» Location annotation dataset excerpts
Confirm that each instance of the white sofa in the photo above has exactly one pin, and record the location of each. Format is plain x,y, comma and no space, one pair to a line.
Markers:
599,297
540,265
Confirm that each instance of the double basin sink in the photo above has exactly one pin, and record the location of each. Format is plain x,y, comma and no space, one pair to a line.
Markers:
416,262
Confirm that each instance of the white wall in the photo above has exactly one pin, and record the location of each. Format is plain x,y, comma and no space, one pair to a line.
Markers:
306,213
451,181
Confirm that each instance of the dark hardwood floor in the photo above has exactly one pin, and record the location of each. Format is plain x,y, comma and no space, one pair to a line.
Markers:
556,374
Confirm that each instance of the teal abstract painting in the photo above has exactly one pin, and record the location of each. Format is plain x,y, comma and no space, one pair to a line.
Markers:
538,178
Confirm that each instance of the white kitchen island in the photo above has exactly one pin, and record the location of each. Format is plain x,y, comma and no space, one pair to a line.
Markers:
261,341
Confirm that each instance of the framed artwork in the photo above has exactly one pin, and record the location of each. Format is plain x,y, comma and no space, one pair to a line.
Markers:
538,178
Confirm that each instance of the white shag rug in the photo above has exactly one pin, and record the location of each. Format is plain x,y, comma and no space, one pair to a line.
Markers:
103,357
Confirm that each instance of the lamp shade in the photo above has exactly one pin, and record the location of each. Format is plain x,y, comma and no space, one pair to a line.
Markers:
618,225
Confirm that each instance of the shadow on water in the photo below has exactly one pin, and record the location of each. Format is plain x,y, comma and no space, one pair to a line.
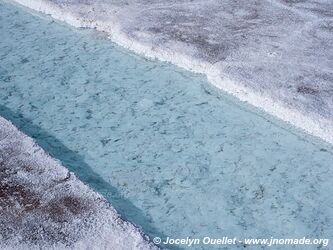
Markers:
75,163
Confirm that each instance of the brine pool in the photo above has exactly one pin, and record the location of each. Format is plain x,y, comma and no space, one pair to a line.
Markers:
171,153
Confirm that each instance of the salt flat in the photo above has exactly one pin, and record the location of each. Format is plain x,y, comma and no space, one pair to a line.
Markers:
44,206
274,54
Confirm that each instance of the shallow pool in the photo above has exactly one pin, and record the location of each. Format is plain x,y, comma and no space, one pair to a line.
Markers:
171,153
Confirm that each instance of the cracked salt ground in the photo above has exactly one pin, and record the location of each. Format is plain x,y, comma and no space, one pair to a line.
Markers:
169,151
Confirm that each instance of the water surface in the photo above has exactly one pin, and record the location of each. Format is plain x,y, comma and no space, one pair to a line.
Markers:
170,152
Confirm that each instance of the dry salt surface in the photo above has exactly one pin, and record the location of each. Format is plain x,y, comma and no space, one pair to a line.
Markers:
274,54
43,205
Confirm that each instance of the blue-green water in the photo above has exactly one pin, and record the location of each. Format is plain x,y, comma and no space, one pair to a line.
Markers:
170,152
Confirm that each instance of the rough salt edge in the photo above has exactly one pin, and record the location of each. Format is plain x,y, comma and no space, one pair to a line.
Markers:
107,231
314,124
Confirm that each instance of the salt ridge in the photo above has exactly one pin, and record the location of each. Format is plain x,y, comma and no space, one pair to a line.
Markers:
313,124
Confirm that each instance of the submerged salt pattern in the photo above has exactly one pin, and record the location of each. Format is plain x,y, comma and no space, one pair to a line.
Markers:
189,160
274,54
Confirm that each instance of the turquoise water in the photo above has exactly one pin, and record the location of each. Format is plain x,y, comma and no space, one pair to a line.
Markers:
173,155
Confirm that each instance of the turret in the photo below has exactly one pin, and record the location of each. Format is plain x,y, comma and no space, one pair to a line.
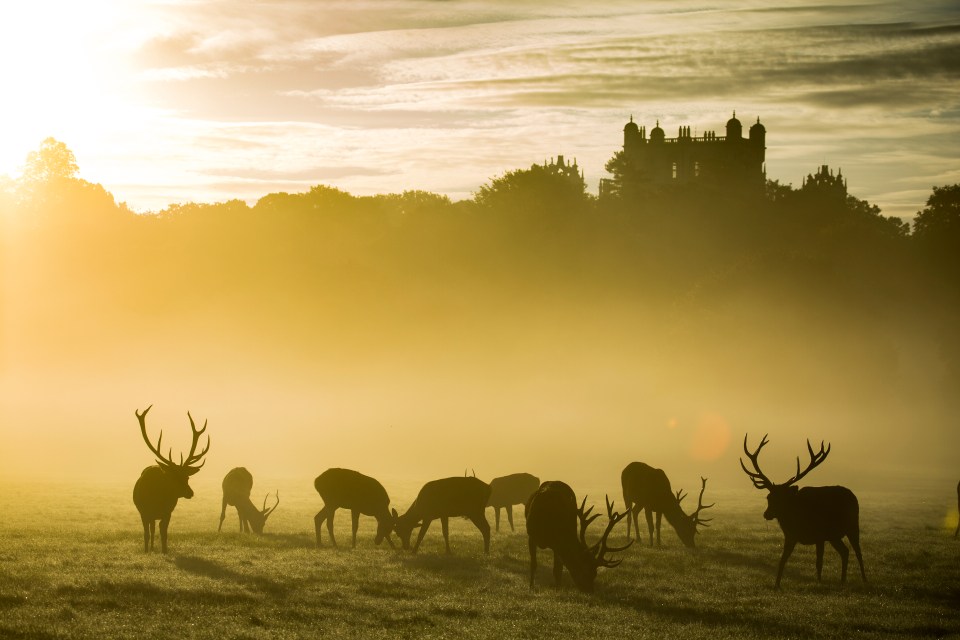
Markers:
734,128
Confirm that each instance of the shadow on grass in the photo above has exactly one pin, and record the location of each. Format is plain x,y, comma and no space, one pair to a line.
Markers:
208,569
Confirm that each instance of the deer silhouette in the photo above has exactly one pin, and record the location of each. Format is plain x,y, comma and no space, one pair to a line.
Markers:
445,498
811,515
648,489
348,489
507,491
552,515
160,486
237,485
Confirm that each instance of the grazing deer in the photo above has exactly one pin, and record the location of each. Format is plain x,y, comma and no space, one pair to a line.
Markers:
648,489
347,489
237,485
445,498
160,486
811,515
552,516
507,491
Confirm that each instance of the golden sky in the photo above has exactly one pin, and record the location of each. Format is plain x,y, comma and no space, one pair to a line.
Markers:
207,100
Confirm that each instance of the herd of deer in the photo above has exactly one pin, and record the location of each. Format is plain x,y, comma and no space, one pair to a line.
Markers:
554,520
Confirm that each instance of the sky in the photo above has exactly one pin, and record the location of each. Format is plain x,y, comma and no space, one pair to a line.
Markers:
209,100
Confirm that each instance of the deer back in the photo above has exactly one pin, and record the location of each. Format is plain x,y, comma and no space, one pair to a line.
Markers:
157,491
348,489
237,485
512,489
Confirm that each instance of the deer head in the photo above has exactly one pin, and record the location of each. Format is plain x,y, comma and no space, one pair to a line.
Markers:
780,494
180,472
687,526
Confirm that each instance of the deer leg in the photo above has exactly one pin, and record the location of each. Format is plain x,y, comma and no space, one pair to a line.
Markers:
649,516
445,526
146,533
480,520
318,519
788,545
223,513
330,528
533,560
355,517
164,523
855,543
819,559
423,532
844,556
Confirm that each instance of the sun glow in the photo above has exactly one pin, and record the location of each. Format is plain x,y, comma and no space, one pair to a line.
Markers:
59,62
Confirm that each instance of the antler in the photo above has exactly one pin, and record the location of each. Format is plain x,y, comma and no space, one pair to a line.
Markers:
585,520
600,549
167,460
266,512
697,520
815,460
760,481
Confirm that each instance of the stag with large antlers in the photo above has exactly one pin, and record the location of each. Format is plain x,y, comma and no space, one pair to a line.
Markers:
552,517
237,485
648,489
160,486
811,515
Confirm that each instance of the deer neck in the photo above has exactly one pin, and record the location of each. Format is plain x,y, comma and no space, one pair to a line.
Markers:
251,514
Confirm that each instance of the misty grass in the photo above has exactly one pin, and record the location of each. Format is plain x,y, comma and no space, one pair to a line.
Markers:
91,580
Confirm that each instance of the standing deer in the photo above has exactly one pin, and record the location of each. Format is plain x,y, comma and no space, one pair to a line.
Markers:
648,489
552,516
347,489
237,485
160,486
507,491
811,515
445,498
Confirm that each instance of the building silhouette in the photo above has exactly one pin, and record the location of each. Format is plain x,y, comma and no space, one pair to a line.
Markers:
728,161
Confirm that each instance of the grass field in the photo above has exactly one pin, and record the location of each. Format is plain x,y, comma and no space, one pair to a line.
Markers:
72,566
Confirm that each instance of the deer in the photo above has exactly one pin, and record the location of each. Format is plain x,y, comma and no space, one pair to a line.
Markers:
348,489
552,516
507,491
648,489
445,498
237,485
811,515
160,486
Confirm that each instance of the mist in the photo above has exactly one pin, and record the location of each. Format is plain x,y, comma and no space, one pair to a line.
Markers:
411,337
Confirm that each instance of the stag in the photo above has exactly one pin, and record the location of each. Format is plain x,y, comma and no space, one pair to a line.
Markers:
160,486
552,516
507,491
811,515
648,489
347,489
445,498
237,485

» EXERCISE
Omit every picture, then reproduce the rest of the listing exactly.

» PROBLEM SOLUTION
Confirm that each instance of the white sofa in the photo above has exactly one pin, and record the location of each. Format is plain x,y, comma and no space, one pair to a line.
Markers:
599,297
540,265
Confirm that each instance of the double basin sink in the photo above has exactly one pin, and record the location of each. Format is plain x,y, comma and no space, one pair to a line.
Markers:
416,262
Confirm that each instance of the white wall in the photo above has exactly one pin, and record the location of each. Format is plain x,y, comma and no space, one pair to a line.
Markers:
306,213
451,181
Confirm that each instance of the dark hardwood floor in the photo above has exactly one pin, and record the location of each. Format is plain x,y, comma and no space, one pair to a line.
Markers:
556,374
Confirm that each instance of the teal abstract painting in the photo above has exactly one pin, and record the location of each. Format is plain x,y, comma and no space, one pair to a line.
Markers:
538,178
Confirm that each instance of the white kitchen island in the photo above has exactly one pin, and record the location of each. Format is plain x,y, comma and no space, one pair to a line.
Markers:
261,341
Confirm that each instance of the framed artwork in the photo above has exactly one pin, and record the location of each. Format is plain x,y, comma and no space, one pair to a line.
Markers:
538,178
Confirm that each instance of the white shag rug in the photo above has exactly one pin, and record the location of each. Format is plain x,y, comma and no space, one pair to a line.
Markers:
103,357
Confirm that each instance of the lamp shade in the photo above has exactly one pin, and record the location of each. Format is plain x,y, comma and no space, one pair to a line.
Markers:
618,225
Confirm that each instance of the shadow on water in the photo below has exactly one pin, and record the location of each. Format is plain x,y, comma and no space, one pair to a line.
Markers:
75,163
Confirm that each instance of the brine pool in the photo above has exactly one pin, and record the location of each. Format is plain x,y, comma and no space, one pair to a line.
Markers:
171,153
Confirm that each instance of the salt flat in the photo above has exactly one pin, and record the location of each. Format is plain x,y, comma and no space, one pair to a line.
Markers:
44,206
274,54
Confirm that each instance of the shallow pool in the photo above has exactly one pin, and record the location of each. Format is plain x,y, comma and no space, one pair to a line.
Markers:
171,153
Confirm that each instance of the cracked salt ground in the photo above has exactly one pin, and record the location of each. Format is plain x,y, comma and no space, one pair to a line.
Markers:
169,151
Confirm that each instance of the water surface in the photo above has exactly one pin, and record the location of each. Format is plain x,y, comma and no space, one pair to a line.
Markers:
170,152
Confirm that each instance of the dry salt surface in the photo above has exactly one pin, and record the location of each. Format is plain x,y, comma and no space, one pair to a line.
Markers:
274,54
43,205
Confirm that each instance of the blue-green water in the photo above has exactly one pin, and record the location of each. Format is plain x,y, comma and no space, one pair to a line.
Markers:
170,152
Confirm that each instance of the rough salt edge in the photo above has exactly one pin, and record the location of each. Format is plain x,y, comma and no space, one pair to a line.
Markers:
107,231
314,124
Confirm that each instance of the salt ridge in the photo above has exactly one pin, and record the location of each. Format is plain x,y, comma and no space, one pair to a line.
Markers:
313,124
Confirm that each instance of the submerged salt pattern in the photo above has exactly one pin, and record the location of each. Format is plain x,y, comma and no space, one pair to a line.
Markers:
189,160
274,54
Confirm that each instance of the turquoise water in the photo above has exactly one pin, and record the location of each. Format is plain x,y, comma and no space, one pair to a line.
Markers:
173,155
Confirm that each instance of the turret in the photo below has exactly one pin, and record the location of each. Format is plain x,y, comma and no space, one pair to a line.
Markers:
734,128
Confirm that each instance of the shadow on grass in the photo above has exactly one pin, and record the location of each. Format is plain x,y, comma and no space, one pair to a line.
Markers:
208,569
Confirm that each instance of the deer silhouette in the photo above has exactly one pin, and record the location of each. Format is plain x,y, comma and no space, one pair to a line.
Markers:
445,498
811,515
648,489
348,489
507,491
552,515
160,486
237,485
Confirm that each instance of the grazing deer in the photo above has exactly one pin, and record the location of each. Format is plain x,y, comma and no space, one pair to a line.
Markers:
648,489
347,489
237,485
445,498
160,486
811,515
552,516
507,491
Confirm that each instance of the golden sky in the photo above has exactly one pin, and record the location of each. Format is plain x,y, comma and no space, one pair to a line.
Markers:
207,100
Confirm that each instance of the herd of deer in the photo above has exactly one pin, and record the location of each. Format is plain x,y, comma and no space, one pair to a line.
Markers:
554,520
Confirm that each instance of the sky in the photo above has exactly one pin, and record the location of each. Format is plain x,y, comma and no space, one pair to a line.
Markers:
209,100
Confirm that each instance of the deer back in the photo above has exactly one pin, and record the location of each. Format is plain x,y, comma and no space, one pair to a line.
Markers:
157,491
348,489
237,485
512,489
Confirm that each instance of the deer head in the photo above has exactly one pin, and record the location of each. Format is plain x,y, comma and no space, one pair to a line.
Markers:
780,494
180,472
687,526
Confirm that each instance of the deer leg in the photo above has exactly one pin, and record the location of each. Format is plain x,y, comma and no space, one pair to a line.
Markers:
649,516
445,526
146,533
480,520
318,519
788,545
223,513
330,528
533,560
355,517
164,523
855,543
819,559
423,532
844,556
Confirm that each instance of the sun glow in the photo above has exactly one pin, and record the location of each. Format is plain x,y, comma and no space, one pair to a line.
Markers:
59,62
Confirm that each instance of the antler in the photo above has exactly one pin, and record the location of each. Format is plain x,y, comma and no space, one pair to a line.
Markers:
585,520
600,549
167,460
266,512
697,520
815,460
760,481
Confirm that each instance of the stag with large antlers in the photo above has exactly one pin, and record the location of each. Format is plain x,y, comma and no space, one pair to a line.
Markers:
552,517
237,485
648,489
160,486
811,515
Confirm that each instance of the deer neck in the photo above has exactly one pin, and record the location of each. Format is plain x,y, comma and no space, one pair to a line.
Markers:
251,514
Confirm that each instance of the misty grass in the photo above has exactly one pin, and record the location of each. Format is plain x,y, comma and no space, one pair to a line.
Markers:
91,580
Confirm that each instance of the standing deer in the photo above has exactly one pin, and record the location of each. Format is plain x,y, comma and no space, one pair to a line.
Markers:
648,489
552,516
347,489
237,485
160,486
507,491
811,515
445,498
Confirm that each instance of the building silhouette in the photo above has exactly one pin, and record the location of each. Format is plain x,y, comma and no space, one pair to a line.
Markers:
728,161
Confirm that each instance of the grass field in the photo above has exactly one pin, and record the location of each. Format is plain x,y, comma and no space, one pair to a line.
Markers:
72,566
Confirm that each instance of the deer in the photo above has exactly one pin, and record the location of each. Format is plain x,y, comma and no space, one pair to a line.
Markers:
348,489
552,516
507,491
648,489
445,498
237,485
811,515
160,486
Confirm that each instance of the mist in the photo above has exactly one pin, and record the location of each. Format is plain x,y, comma and no space, one pair to a line.
Markers:
411,337
Confirm that each instance of the stag in the photo above has exactly one pin, and record the location of each. Format is plain x,y, comma and no space, one pair to a line.
Markers:
160,486
552,516
507,491
811,515
648,489
347,489
445,498
237,485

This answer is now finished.